Exercise A:
Copy the domestic violence post starting with "4 thoughts on" and going on through "fine without you.", swapping "kids" for "children".
Exercise B:
In the domestic violence post, what medical condition does the writer say they have?

Extracted text:
A tale of DOmestic VIolence. Updated!!!!

Update:

It has been almost five months since I left. I have gone through a birthday, Thanksgiving and Christmas, and almost a brand new year without Devon. I am proud to say I have survived, and to continue to survive. I have a decent job, the light is back in my eyes. I am learning to love myself. For the first time in a long time I am enjoying my life.

A divorce is happening. I have to pay for it, but I think the cost is worth it. I have learned so much in this short time and one of those things is to not settle for less than everything good, to do what makes me happiest, and lastly and to put it bluntly, to hell with any opinion that is the opposite of the best for me. You don’t have to settle. You don’t have to put up with any form of abuse, and you don’t have to stay silent.

It’s a one day and step at a time kinda thing,but I am taking them, and so can anyone else going through this.

Hey Ya’ll, today I am baring my soul. I am telling the truth to all of you about some things I have kept hidden. I feel ashamed of it because from the beginning I have promised I would be an open book. I have not completely upheld that promise. Partly because Devon had asked me not to write about it, and I think partly because if I did not write about it, and admit it I could keep pretending it was not happening. It was happening, so the truth must come out.

One of the last blog articles I posted was about my year anniversary. I talked Devon up, and I stuck to the good stuff because that’s what a good wife does. We do not publicly fault our husbands. The truth is, this year while it was a good year it was also a terrifying year. Devon has on several occasions been physically abusive.

In December, after catching him cheating with another girl for probably the ninth time I tried to pack my bags, and go to my friend Sarah’s. Devon was not having that. So, for about 2 hours I was held hostage in our house. He had taken my phone, so I could not call anyone. I would try to go into another room, and he would follow me, If I tied to go out the front door he would block it, and the back door. If I tried to squeeze past him he would throw me onto the floor, or the wall. At one point as things escalated he had me against the wall with his hands around my throat; as I tried to breathe he freaked out and let go. I ran to the living room when he tackled me. As I screamed, he covered my mouth so no one would hear me. I remember in that moment thinking that I was going to die. Later he had had his fun I guess, and he let me call Sarah. The cops were called. He gave a false statement to the police, which he later told the truth about to the court ordered therapist. But because of that false statement, and because I scratched him to get him off of me I was the only one arrested that night, Thanks to him admitting the truth in the therapy session, and the therapist contacting the DA with the real story my charges were dropped, and the whole case dismissed,

There were more instances where he was violent, but December was the worst. The most recent one was in August when he was caught cheating again. He locked me in our walk in closet, twisted my leg backwards and threatened to break it. I have cerebral palsy, so it would not have been that hard. He also bit me. When I asked him why he had to result to abuse he screamed at me, “I am abusive, and I will be more abusive. ” I ended up spending the night at my friends house. I did not feel safe there. Even Molly growled at him when he called her name that night.

About two weeks ago Devon asked for a divorce. I did not fight it. I didn’t beg to work it out this time. I did not stay like I had so many other times. I packed my stuff that day, and moved to Sarah’s I don’t know what is going to happen to our marriage, I meant what I said when I told Devon till death do us part, and for better or worse.

4 thoughts on “A tale of DOmestic VIolence. Updated!!!!”

  1. Devon won’t change. I’m 56, and have had a lot of relationships, and not one person has ever changed. If you have kids with this man, think what you’re condemning them to. You’re worth so much more than this man, and he will get along just fine without you.

Information shown:
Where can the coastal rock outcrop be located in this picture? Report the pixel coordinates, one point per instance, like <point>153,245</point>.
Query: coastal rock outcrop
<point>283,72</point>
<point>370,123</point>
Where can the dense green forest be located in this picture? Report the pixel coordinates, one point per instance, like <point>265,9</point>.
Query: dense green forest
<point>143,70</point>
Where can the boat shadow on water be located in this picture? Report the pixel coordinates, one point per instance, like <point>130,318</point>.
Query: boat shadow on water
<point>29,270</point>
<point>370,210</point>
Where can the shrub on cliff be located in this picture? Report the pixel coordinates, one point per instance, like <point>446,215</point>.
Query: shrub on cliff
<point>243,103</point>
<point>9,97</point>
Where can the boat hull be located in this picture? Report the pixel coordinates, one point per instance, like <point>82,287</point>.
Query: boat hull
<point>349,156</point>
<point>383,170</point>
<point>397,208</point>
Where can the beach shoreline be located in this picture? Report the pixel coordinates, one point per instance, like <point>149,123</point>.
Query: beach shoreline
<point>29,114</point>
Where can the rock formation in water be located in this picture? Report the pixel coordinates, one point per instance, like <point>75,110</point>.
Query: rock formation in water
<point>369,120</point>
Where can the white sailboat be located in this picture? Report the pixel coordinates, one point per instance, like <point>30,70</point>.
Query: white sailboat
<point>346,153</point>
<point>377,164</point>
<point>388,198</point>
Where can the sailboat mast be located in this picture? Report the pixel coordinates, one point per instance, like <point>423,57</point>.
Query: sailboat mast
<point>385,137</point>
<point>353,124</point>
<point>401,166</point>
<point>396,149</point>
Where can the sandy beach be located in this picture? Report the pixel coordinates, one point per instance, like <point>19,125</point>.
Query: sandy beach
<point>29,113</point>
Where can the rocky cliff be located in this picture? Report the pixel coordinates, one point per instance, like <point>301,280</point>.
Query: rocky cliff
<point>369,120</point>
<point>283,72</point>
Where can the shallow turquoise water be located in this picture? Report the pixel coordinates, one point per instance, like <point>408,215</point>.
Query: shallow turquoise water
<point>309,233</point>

Worked solution A:
4 thoughts on “A tale of DOmestic VIolence. Updated!!!!”

  1. Devon won’t change. I’m 56, and have had a lot of relationships, and not one person has ever changed. If you have children with this man, think what you’re condemning them to. You’re worth so much more than this man, and he will get along just fine without you.

Worked solution B:
Cerebral palsy.